Records from a point labeling set
###
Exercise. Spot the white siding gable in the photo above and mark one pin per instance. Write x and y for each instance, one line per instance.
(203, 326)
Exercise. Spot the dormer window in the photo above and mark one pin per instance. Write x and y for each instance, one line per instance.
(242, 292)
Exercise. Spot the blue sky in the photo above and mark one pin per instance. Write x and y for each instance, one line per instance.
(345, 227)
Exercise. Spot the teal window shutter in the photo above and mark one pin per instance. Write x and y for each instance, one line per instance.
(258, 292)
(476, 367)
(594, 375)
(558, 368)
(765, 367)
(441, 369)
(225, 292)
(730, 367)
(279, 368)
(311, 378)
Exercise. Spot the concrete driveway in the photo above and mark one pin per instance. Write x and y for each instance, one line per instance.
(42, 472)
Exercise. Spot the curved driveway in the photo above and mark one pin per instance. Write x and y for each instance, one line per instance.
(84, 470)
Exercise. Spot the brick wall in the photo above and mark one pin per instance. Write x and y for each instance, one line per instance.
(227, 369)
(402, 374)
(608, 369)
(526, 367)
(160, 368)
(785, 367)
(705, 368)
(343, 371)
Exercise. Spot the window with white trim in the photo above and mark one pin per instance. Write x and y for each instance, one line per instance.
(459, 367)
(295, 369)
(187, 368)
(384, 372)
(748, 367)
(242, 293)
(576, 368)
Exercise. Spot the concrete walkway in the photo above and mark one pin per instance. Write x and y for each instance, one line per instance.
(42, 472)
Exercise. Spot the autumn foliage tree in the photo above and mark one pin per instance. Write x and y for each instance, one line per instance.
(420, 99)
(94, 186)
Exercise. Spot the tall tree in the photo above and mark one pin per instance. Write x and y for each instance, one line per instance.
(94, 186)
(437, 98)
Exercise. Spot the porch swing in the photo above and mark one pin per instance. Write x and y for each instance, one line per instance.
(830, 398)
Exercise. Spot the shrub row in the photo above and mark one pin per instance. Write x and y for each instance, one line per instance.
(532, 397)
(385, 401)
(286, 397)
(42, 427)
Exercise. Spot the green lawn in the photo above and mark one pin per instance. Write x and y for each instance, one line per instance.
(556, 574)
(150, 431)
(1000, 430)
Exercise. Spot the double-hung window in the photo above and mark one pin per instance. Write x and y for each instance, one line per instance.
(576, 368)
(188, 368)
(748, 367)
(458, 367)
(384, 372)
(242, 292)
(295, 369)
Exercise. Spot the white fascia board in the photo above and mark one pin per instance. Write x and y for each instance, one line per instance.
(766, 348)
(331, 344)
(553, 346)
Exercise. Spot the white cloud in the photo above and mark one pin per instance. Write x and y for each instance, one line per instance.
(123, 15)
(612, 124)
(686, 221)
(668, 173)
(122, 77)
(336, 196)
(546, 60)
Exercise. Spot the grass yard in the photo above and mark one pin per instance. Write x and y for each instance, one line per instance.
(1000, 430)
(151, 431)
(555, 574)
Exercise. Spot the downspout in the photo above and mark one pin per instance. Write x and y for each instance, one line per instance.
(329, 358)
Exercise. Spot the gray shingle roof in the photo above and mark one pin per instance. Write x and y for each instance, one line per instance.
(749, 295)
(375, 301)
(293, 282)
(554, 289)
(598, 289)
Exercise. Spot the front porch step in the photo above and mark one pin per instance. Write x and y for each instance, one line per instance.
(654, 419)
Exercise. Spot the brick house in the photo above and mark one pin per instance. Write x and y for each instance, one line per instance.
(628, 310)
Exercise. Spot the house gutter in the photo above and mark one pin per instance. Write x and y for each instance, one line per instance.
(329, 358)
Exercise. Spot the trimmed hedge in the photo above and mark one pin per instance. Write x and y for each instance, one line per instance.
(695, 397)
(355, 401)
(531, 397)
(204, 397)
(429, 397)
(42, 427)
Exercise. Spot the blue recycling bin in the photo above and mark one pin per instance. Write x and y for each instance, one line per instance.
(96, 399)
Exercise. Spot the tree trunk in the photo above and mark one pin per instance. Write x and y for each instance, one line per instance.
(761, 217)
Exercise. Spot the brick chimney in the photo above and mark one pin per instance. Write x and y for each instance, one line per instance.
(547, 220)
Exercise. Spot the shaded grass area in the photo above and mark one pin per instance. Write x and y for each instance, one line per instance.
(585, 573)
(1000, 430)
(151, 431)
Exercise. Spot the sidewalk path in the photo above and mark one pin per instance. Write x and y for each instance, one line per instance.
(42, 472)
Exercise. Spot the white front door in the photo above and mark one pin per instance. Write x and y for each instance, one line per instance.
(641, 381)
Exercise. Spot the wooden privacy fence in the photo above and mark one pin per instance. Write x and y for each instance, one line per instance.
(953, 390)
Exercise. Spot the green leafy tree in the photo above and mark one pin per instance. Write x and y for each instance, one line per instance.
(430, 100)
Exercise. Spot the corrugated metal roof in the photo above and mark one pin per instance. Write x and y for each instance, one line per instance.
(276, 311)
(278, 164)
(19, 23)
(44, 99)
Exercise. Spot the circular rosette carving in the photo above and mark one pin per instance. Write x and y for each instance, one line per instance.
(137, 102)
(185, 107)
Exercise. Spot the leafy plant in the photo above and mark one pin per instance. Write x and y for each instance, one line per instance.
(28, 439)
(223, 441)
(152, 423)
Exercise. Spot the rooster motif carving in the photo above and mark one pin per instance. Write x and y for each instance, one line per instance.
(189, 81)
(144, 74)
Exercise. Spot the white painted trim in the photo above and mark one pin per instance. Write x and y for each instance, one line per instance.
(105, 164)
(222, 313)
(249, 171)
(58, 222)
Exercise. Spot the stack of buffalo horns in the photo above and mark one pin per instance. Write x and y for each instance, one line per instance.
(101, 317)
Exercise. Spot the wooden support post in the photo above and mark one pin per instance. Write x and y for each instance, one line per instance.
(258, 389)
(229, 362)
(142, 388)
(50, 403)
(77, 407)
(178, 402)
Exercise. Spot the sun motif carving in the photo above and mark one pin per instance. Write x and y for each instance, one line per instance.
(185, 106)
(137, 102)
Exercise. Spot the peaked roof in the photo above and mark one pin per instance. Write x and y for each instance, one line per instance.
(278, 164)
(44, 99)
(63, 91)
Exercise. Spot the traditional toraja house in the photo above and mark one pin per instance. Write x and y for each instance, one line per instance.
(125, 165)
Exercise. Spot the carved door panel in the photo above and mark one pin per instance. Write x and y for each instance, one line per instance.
###
Instructions to follow -
Update the material by changing every "mark one pin per instance" to "place one marker per instance" and reproduce all the lines with nothing else altered.

Complete response -
Exercise. Spot the white siding gable in the photo above and place one marker per instance. Write x and y for each instance, one line per instance.
(203, 326)
Exercise. Spot the dormer window in the photo above and place one marker per instance. Write x and y for each instance, one line per instance.
(242, 292)
Exercise. Spot the blue sky in the photo above and place one marker per instance. Write x and y for each instance, one line per instance.
(345, 227)
Exercise. Spot the teal window shutter in the photo above and place one marker per instance. Write x and y for each instance, one line per instance.
(258, 292)
(476, 367)
(594, 375)
(558, 368)
(765, 367)
(441, 369)
(225, 292)
(730, 367)
(279, 368)
(311, 378)
Exercise. Spot the concrete driveway in the photo above and place one marker per instance. Write x and y for each instance, one line per instance.
(42, 472)
Exercise. Spot the curved driveway in the photo above and place one marker per instance. Write x and y for each instance, one line per instance.
(84, 470)
Exercise. Spot the brick wall in the photo above and place one marker per instance. Write x and y for each instance, one line per instance.
(227, 369)
(402, 374)
(608, 369)
(526, 367)
(160, 368)
(785, 367)
(705, 368)
(343, 371)
Exercise. Spot the window with white trim in the photo above and place one marker per instance. Write x and y for each instance, one line per instance.
(459, 367)
(295, 369)
(187, 368)
(384, 372)
(748, 367)
(242, 293)
(576, 368)
Exercise. Spot the concrete walkway in the photo above and place one marker per instance. Write x and y for each instance, one line per instance.
(42, 472)
Exercise. Spot the autumn foliage tree in the photo above and place one marker per instance. Write x and y for each instance, one line per instance.
(420, 99)
(94, 186)
Exercise. Spot the tall tree in the photo above and place one marker per instance. Write x and y for each instance, one line per instance.
(94, 186)
(437, 98)
Exercise. Spot the porch swing in the photo above and place one marker per instance. Write x and y for each instance, one line per instance.
(830, 398)
Exercise. Spot the shrub row in the photo above and place one marker per instance. Write x and y for each instance, one line per instance.
(532, 397)
(385, 401)
(286, 397)
(42, 427)
Exercise. Spot the green lawn in the photo above and place one marker per instance. Write x and y for each instance, one line per instance.
(556, 574)
(150, 431)
(1000, 430)
Exercise. Spot the double-hung window in the photo above and place one marker per instance. Write x and y for each instance, one line per instance.
(576, 368)
(188, 368)
(748, 367)
(458, 367)
(384, 372)
(242, 292)
(295, 369)
Exercise. Spot the white fascia board in the photo above and place one marker per instance. Write x and y for each instance, one line per instance.
(766, 348)
(331, 344)
(553, 346)
Exercise. Spot the white cloud in the photo above and place one marker per instance. Write x and y for each instance, one line per instance.
(123, 15)
(612, 124)
(686, 221)
(668, 173)
(122, 77)
(336, 196)
(546, 60)
Exercise. Spot the grass yard in the photo above and place one marker per instance. Write x and y for each instance, one line per instance.
(1000, 430)
(151, 431)
(555, 574)
Exercise. Spot the downspout in the photo above and place one marker per instance. Write x and y for each instance, one line per instance.
(329, 358)
Exercise. Spot the gray shingle roof in the photo above and place one marker per instance. Write x and y for each instance, one line per instance.
(749, 295)
(375, 301)
(293, 282)
(554, 289)
(598, 289)
Exercise. Spot the front porch step in the photo above and place one marker per instance. Write x and y for each instance, one line per instance.
(654, 419)
Exercise. Spot the brick house in the photo above and place one marker per instance. Write x and y for each instance, one line per instance.
(628, 310)
Exercise. Spot the house gutter in the photo above and place one marker per instance. Write x and y for each instance, one line per instance.
(329, 358)
Exercise. Spot the trimmed hedge in the photo above and place one marker per instance. Write x and y for each instance, one line per instance.
(695, 397)
(355, 401)
(531, 397)
(204, 397)
(429, 397)
(42, 427)
Exercise. Spot the blue recycling bin in the photo above and place one marker per instance. Write x and y for each instance, one line per instance.
(96, 399)
Exercise. Spot the tree trunk in the photo above and place one marker per instance. Write x and y for each instance, one line per instance.
(761, 217)
Exercise. Spot the brick chimney in the photo above and place one marker per instance. Write x and y for each instance, one line per instance.
(547, 220)
Exercise. Spot the shaded grass area in the photo above and place one marker per instance. Write x and y for each instance, one line per instance.
(585, 573)
(1000, 430)
(151, 431)
Exercise. Spot the sidewalk path in the photo above and place one marker per instance. Write x and y for each instance, one line per instance.
(42, 472)
Exercise. Spot the white front door in the photo above and place one marker per instance. Write x and y for each instance, one line per instance.
(641, 381)
Exercise. Spot the wooden privacy fence in the photo above and place one marker per instance. Write x and y for each instance, one line per instance.
(953, 390)
Exercise. Spot the green leafy tree in the photo above and place one marker per instance. Write x and y for each instance, one line per instance.
(430, 100)
Exercise. Spot the corrugated metal roof in the photo above and place one marker per instance. Write x and y for each instance, one line per instance.
(276, 311)
(278, 164)
(19, 23)
(44, 99)
Exercise. Spot the circular rosette carving in the photo above and place one marker per instance. Write x and y for each instance, one line per instance.
(137, 102)
(185, 107)
Exercise. Spot the leafy plant in the photo above and place one marker per instance. Write x and y for each instance, one line per instance.
(28, 439)
(223, 441)
(152, 423)
Exercise. Spot the rooster motif carving in the photo above and place one marker per instance. Write x and y for each instance, one line per instance.
(189, 81)
(144, 74)
Exercise. Spot the white painted trim in the photo above and place one marker per instance. Write x and y for each instance, one line per instance.
(105, 164)
(222, 313)
(249, 171)
(58, 222)
Exercise. Spot the stack of buffalo horns in the photo above and place one marker per instance. Write x and y for each instance, one line per instance.
(101, 317)
Exercise. Spot the wooden support post in the photo above and place one marker per instance. Write x and y for each instance, one line per instance.
(258, 389)
(229, 362)
(142, 388)
(50, 403)
(77, 407)
(178, 402)
Exercise. Spot the sun motif carving in the photo above and place one marker per instance. Write x and y for each instance, one line per instance.
(185, 106)
(137, 102)
Exercise. Spot the peaked roof in the photo above and place one marker per instance. Write x and y for each instance, one line per instance.
(278, 164)
(44, 99)
(63, 91)
Exercise. Spot the traditional toraja house in the photo above and place one marker per instance. Write x and y for each instance, one line per instance.
(125, 165)
Exercise. Spot the carved door panel in the photo above and place one marker per instance. Write x and y for each instance, one line per instance.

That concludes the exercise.